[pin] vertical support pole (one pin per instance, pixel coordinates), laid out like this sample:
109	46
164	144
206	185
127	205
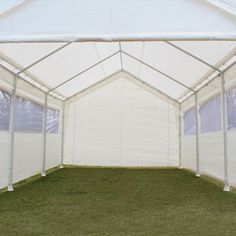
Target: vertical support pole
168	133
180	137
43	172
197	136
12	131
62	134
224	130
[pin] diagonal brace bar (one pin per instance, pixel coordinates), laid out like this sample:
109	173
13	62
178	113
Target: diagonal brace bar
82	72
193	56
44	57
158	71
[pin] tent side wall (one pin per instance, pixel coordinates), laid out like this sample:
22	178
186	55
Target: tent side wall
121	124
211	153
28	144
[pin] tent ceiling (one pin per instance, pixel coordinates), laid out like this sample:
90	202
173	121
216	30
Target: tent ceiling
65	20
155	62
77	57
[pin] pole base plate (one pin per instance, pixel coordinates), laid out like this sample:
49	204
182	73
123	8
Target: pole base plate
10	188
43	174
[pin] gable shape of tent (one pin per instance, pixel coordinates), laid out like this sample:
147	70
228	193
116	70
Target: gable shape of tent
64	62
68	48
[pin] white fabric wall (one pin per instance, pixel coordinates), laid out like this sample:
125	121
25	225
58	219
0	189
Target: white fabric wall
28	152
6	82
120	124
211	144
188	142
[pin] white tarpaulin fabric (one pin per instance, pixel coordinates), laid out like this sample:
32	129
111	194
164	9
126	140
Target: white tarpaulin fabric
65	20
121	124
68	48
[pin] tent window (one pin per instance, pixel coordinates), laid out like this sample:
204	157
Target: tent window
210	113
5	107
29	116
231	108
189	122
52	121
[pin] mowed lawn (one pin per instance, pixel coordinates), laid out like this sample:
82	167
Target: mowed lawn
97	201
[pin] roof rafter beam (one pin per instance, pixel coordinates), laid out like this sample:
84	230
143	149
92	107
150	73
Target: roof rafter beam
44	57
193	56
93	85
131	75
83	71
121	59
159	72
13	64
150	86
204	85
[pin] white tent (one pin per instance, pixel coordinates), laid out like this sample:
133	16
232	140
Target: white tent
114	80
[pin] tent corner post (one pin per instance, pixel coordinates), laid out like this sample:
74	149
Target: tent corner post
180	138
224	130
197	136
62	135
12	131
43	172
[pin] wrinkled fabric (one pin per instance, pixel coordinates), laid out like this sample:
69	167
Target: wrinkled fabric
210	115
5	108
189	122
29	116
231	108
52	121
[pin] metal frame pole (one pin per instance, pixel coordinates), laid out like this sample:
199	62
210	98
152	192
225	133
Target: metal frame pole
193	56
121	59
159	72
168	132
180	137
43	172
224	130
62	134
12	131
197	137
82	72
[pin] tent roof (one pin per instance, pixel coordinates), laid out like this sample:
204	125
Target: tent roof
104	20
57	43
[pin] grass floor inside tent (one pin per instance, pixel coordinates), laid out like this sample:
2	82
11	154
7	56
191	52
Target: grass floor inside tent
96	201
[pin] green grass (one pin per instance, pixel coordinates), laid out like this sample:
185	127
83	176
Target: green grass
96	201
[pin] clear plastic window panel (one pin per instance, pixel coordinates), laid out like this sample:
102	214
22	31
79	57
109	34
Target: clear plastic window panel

###

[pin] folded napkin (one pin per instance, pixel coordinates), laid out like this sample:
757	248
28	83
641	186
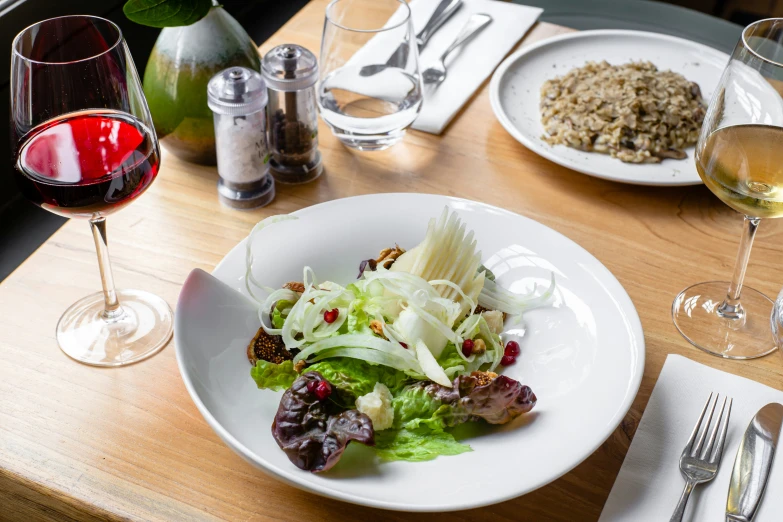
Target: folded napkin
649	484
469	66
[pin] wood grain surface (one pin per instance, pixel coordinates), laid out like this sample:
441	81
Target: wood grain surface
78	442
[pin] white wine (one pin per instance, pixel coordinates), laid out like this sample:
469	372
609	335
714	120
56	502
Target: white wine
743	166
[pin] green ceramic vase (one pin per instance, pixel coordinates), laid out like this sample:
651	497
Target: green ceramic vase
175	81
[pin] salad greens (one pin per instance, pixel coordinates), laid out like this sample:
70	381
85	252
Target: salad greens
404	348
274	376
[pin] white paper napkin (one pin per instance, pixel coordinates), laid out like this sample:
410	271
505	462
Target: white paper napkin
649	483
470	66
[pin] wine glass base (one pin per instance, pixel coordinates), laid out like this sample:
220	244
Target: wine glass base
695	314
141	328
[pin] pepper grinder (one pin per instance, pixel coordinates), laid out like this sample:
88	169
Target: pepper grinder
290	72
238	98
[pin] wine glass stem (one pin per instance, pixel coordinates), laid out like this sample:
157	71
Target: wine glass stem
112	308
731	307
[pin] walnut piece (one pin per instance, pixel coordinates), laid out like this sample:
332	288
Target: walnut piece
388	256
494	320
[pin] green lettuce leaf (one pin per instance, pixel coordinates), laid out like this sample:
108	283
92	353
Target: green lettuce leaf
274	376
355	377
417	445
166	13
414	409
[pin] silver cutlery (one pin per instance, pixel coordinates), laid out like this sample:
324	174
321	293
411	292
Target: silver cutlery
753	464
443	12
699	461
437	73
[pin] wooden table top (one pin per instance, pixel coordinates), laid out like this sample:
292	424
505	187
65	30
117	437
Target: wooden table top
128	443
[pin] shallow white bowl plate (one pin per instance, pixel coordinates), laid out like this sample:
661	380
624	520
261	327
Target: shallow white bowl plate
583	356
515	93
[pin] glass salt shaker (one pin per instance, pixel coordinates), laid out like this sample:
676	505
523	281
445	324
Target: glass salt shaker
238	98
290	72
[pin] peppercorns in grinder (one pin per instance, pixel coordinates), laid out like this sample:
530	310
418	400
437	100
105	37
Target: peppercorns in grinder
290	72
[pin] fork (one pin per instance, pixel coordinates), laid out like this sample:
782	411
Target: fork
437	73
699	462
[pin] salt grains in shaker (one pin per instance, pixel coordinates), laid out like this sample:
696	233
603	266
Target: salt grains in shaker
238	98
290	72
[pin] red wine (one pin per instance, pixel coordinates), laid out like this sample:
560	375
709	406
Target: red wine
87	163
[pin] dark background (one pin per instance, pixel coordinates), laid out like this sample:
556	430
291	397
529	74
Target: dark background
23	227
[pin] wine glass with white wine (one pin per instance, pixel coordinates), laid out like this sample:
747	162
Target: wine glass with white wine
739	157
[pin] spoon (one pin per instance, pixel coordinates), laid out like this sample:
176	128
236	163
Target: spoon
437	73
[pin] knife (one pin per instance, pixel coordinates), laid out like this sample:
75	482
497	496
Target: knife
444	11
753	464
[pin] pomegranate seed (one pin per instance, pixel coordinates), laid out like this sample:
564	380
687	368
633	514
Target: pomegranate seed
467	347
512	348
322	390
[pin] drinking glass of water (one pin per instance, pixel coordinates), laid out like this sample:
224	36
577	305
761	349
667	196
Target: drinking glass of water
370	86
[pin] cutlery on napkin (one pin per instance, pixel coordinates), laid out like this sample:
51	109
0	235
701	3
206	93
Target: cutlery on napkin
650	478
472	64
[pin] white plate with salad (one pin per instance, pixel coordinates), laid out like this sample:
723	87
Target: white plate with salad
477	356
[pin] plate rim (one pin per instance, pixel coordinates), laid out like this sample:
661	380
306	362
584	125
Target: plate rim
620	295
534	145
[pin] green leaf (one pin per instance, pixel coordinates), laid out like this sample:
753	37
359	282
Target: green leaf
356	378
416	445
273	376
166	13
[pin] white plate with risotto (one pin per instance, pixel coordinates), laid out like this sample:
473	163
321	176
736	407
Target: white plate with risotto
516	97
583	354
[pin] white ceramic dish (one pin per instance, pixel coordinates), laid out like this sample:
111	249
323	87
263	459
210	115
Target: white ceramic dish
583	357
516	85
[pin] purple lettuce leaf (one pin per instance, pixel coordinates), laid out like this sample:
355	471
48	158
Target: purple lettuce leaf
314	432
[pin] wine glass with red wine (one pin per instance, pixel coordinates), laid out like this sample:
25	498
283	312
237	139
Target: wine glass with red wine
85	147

###

> [About this task] In the records above, everything from the line with "[pin] vertical support" down to the line with "[pin] white fabric" is to be set down exactly, both ends included, with no pictures and no other lines.

> [Your response]
[pin] vertical support pole (one pin per instance, pixel coordinates), laid out like this sample:
109	46
164	144
206	185
127	205
Target: vertical support pole
168	133
180	137
43	172
197	136
12	131
62	134
224	130
[pin] diagonal brace bar (one pin per instance, pixel coordinates), laid out like this sample:
109	173
13	62
178	113
Target: diagonal brace bar
82	72
193	56
44	57
158	71
[pin] tent side wall (one pin per instance, pixel coordinates), laid out like this sample:
22	178
186	55
Target: tent side wall
121	124
211	153
28	144
[pin] tent ceiling (one pin per instance, pixel coordinates), laid out like this sample:
90	202
173	121
216	30
Target: tent ceiling
65	20
155	62
77	57
[pin] pole base plate (one pin per instance, pixel coordinates), laid out like this sample:
49	204
182	73
123	8
Target: pole base plate
10	188
43	174
[pin] gable shape of tent (one pin per instance, pixel coordinates), laid out like this sample:
147	70
228	193
116	70
Target: gable shape of tent
64	62
68	48
[pin] white fabric wall (one pin per instance, pixel coordinates), laid out like this sample:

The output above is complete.